--- Available data Enclosed Below ---

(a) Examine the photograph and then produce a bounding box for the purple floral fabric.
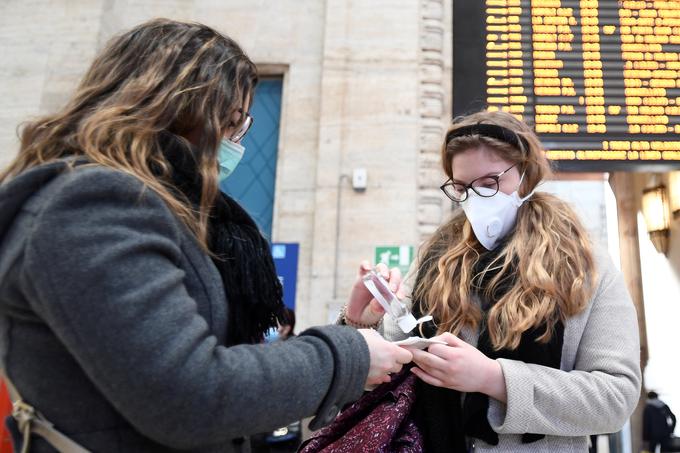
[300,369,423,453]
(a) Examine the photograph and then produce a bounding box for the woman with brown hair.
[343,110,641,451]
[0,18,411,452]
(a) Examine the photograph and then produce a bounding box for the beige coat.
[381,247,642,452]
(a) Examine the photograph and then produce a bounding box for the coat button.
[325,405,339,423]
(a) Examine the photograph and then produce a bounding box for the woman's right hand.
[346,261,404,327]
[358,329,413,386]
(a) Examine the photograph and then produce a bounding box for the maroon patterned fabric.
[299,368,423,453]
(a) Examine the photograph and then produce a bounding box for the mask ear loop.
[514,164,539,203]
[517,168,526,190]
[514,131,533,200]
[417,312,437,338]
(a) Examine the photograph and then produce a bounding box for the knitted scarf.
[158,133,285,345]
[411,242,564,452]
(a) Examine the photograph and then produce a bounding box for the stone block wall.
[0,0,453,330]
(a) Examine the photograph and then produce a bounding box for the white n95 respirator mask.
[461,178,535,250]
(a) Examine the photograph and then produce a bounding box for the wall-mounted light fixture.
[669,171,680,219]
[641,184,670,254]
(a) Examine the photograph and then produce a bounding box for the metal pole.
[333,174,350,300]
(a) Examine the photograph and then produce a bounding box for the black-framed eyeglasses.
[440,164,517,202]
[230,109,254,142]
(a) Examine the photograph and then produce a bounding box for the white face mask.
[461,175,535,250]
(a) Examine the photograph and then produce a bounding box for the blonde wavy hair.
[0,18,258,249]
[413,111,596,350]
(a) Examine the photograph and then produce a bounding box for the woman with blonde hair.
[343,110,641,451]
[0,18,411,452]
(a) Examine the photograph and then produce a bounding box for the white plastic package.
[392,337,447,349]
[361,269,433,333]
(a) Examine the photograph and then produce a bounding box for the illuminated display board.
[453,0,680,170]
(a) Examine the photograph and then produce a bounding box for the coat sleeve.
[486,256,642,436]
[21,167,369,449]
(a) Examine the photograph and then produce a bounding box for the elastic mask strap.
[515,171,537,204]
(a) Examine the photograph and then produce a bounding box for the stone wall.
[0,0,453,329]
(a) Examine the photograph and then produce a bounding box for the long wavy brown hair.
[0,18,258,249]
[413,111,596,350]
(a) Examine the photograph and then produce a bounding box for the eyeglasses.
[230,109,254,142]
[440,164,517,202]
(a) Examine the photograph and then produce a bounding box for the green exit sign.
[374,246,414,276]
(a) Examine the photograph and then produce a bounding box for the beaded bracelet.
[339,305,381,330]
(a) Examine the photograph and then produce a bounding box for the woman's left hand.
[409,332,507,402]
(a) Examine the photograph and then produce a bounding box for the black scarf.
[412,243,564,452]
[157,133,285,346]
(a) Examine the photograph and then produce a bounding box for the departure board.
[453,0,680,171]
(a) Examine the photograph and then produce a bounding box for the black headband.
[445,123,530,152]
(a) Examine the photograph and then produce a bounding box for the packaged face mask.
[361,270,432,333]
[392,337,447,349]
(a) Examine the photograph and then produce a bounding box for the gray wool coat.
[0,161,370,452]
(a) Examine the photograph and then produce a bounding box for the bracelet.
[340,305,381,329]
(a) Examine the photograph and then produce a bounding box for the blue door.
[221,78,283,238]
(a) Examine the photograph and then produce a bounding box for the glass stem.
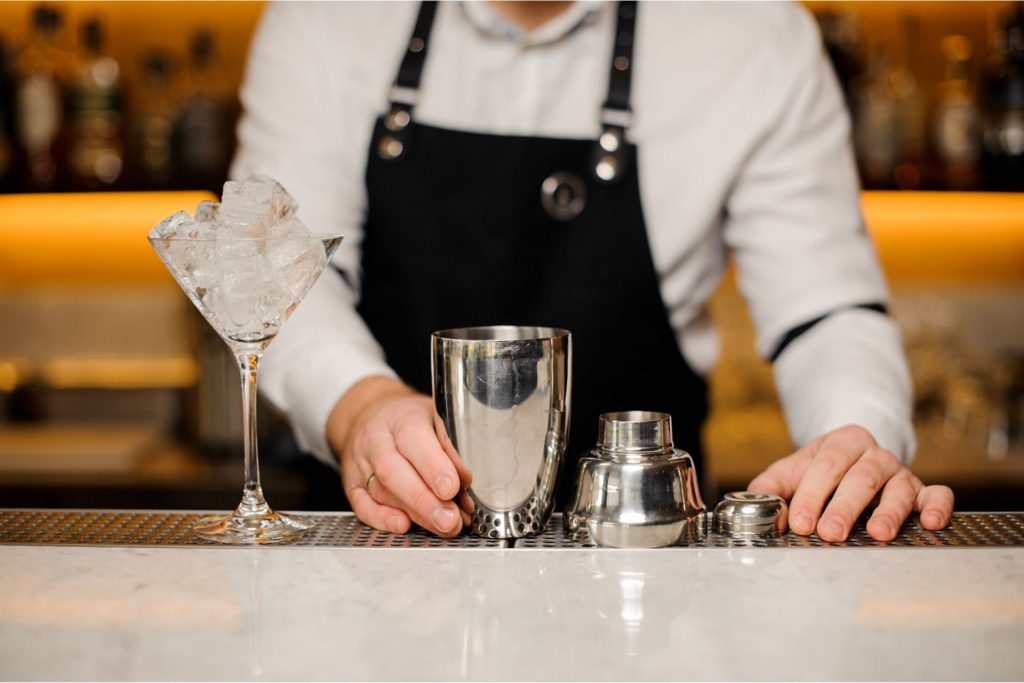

--- End of Enclosed Available data ---

**Problem:** Leave the pictures out, then output exactly the lines from the "packaged face mask." line through the end of the records above, and no others.

**Task response:**
(a) Examine the photograph and then produce a bounding box for the packaged face mask.
[361,270,432,333]
[392,337,447,349]
(a) Examine the photograph and then produce a bounding box for the gray wool coat.
[0,161,370,452]
(a) Examine the photograph and then produce a bounding box for the bracelet.
[340,305,381,329]
(a) Examine the photograph and then produce a bounding box for the blue door.
[221,78,283,238]
(a) Examine the photograph and then produce a bounding box for the glass stem.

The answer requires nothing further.